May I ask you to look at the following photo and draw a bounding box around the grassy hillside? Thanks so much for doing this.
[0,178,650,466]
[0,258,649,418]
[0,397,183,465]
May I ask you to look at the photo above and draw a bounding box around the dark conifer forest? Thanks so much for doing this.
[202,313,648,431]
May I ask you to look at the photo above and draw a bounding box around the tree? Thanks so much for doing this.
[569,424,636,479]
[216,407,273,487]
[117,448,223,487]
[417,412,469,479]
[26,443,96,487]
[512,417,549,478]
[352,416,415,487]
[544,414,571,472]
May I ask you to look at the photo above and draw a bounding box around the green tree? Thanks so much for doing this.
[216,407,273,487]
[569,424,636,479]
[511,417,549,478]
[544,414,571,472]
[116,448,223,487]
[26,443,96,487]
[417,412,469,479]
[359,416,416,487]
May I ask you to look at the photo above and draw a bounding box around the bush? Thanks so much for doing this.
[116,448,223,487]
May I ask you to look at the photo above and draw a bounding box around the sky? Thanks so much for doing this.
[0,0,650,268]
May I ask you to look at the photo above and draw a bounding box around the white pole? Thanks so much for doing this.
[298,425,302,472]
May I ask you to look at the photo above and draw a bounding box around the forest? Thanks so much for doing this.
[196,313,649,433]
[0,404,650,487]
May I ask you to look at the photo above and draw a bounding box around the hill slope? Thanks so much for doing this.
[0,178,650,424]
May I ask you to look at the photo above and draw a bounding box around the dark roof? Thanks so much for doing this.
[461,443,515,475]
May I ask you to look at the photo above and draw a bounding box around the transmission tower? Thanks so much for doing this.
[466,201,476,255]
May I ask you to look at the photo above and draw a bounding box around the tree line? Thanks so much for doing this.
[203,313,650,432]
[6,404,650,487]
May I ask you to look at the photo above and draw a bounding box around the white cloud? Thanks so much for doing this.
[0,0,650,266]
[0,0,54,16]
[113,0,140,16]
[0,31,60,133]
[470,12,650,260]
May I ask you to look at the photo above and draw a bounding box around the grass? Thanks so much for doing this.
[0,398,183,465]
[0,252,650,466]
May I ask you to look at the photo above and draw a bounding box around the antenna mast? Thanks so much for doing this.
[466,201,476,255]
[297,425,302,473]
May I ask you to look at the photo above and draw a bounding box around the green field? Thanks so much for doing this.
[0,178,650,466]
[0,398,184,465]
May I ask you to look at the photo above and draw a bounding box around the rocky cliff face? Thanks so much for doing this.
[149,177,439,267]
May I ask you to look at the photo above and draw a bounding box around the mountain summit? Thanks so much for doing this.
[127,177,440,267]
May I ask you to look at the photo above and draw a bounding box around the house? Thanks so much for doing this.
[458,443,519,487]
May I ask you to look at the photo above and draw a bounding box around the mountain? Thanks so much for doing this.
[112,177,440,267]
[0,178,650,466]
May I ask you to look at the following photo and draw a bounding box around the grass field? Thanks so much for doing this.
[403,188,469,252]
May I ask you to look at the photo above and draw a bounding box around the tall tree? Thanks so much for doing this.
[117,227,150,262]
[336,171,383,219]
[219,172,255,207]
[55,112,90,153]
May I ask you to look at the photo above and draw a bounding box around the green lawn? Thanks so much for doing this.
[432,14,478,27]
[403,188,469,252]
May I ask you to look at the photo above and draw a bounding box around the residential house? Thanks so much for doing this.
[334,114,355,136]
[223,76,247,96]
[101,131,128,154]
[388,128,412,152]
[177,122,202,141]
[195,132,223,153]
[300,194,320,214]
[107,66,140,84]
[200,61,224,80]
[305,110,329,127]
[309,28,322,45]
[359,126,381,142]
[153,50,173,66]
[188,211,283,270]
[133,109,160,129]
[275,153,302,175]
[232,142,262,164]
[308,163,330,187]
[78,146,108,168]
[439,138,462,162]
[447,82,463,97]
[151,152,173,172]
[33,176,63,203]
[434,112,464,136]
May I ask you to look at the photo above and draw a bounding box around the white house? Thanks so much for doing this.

************

**To do**
Recast the material above as a numbered list, omitting blank lines.

**Final result**
1. May I ask you to look at the following photo and draw a bounding box around the grassy hillside? Thanks so much for doing this.
2. [0,178,650,466]
3. [0,258,649,418]
4. [0,397,183,465]
5. May I ask you to look at the photo above and draw a bounding box around the dark conifer forest? Thanks so much for doing this.
6. [202,313,648,431]
7. May I ask you to look at the photo above and draw a bounding box around the tree? Thanks so much for doing this.
8. [569,424,636,479]
9. [216,407,273,487]
10. [117,448,223,487]
11. [417,412,469,479]
12. [26,443,96,487]
13. [512,417,549,478]
14. [352,416,415,487]
15. [544,414,571,472]
16. May I ask you to look at the photo above and draw a bounding box around the green tree? Thanks so much for doing this.
17. [216,407,273,487]
18. [569,424,636,479]
19. [511,417,549,478]
20. [544,414,571,472]
21. [116,448,223,487]
22. [26,443,96,487]
23. [417,412,469,479]
24. [359,416,416,487]
25. May I ask you to look at the photo above and draw a bounding box around the bush? Thanks so much for doing this.
26. [116,448,223,487]
27. May I ask you to look at the photo above and draw a bounding box around the sky? Thanks so much for doing this.
28. [0,0,650,268]
29. May I ask you to look at the photo above and draw a bounding box around the white pole? Thanks so much for doing this.
30. [298,425,302,472]
31. May I ask you to look at the photo above and draw a bounding box around the forest? Thanks so much for doing this.
32. [196,313,649,433]
33. [0,404,650,487]
34. May I ask you to look at the photo above and draw a bounding box around the hill slope? Thanks so much for doing this.
35. [0,178,650,424]
36. May I ask you to look at the photo above and draw a bounding box around the dark roof? Thanks so much for doing this.
37. [461,443,515,475]
38. May I ask you to look at the photo above and draw a bounding box around the transmission tower? Thanks so much for doing this.
39. [466,201,476,255]
40. May I ask you to look at the photo above and draw a bounding box around the tree line? Thanks so much for doing this.
41. [203,313,650,432]
42. [6,404,650,487]
43. May I ask you to look at the photo above and draw a bounding box around the white cloud? Thanks so much for doing this.
44. [0,0,650,266]
45. [0,0,54,16]
46. [113,0,140,16]
47. [0,31,60,133]
48. [470,12,650,260]
49. May I ask you to look at the photo above and draw a bounding box around the grass? Thanks so much for doing this.
50. [0,398,183,465]
51. [0,252,650,466]
52. May I ask you to look at the photo above and draw a bounding box around the antenna mast? Thanks so much for doing this.
53. [466,201,476,255]
54. [297,425,302,473]
55. May I ask you to look at the photo above and draw a bounding box around the green field? Thanks so much for doing this.
56. [0,178,650,466]
57. [0,398,184,465]
58. May I ask you to look at the photo above and draw a bounding box around the rocky cliff face? Thanks so much for doing this.
59. [149,177,439,267]
60. May I ask you to look at the photo above and draw a bounding box around the mountain summit? Thanks so much for doing this.
61. [127,177,440,267]
62. May I ask you to look at the photo above and draw a bounding box around the house? Thanks so much for doing this.
63. [458,443,519,487]
64. May I ask you to look at the photo above and draw a bounding box around the mountain? Thanks so much for doing this.
65. [112,177,440,267]
66. [0,178,650,466]
67. May I ask you to look at the following photo and draw a bounding box around the grass field? Thanks so much for doing this.
68. [403,188,469,252]
69. May I ask you to look at the photo above and draw a bounding box around the tall tree? Thanks so much for doing this.
70. [117,227,150,262]
71. [336,171,383,219]
72. [219,172,255,207]
73. [55,112,90,153]
74. May I ask you to look at the photo above and draw a bounding box around the green lawn? Thanks so much for doing this.
75. [432,14,478,27]
76. [403,188,469,252]
77. May I ask you to look at the photo above and draw a bounding box around the residential house? Thanks so much for doing this.
78. [334,114,355,136]
79. [223,76,247,96]
80. [101,131,128,154]
81. [388,128,412,152]
82. [177,122,202,141]
83. [195,132,223,153]
84. [300,194,320,214]
85. [107,66,140,84]
86. [200,61,224,80]
87. [305,110,329,127]
88. [309,28,322,45]
89. [359,126,381,142]
90. [153,50,173,66]
91. [188,211,283,270]
92. [133,109,160,129]
93. [275,153,302,175]
94. [232,142,262,164]
95. [308,163,330,187]
96. [78,146,108,168]
97. [439,138,462,162]
98. [447,82,463,97]
99. [151,152,173,172]
100. [33,176,63,203]
101. [434,112,464,136]
102. May I ask you to look at the photo above and draw a bounding box around the white house? Thanks so much for doing this.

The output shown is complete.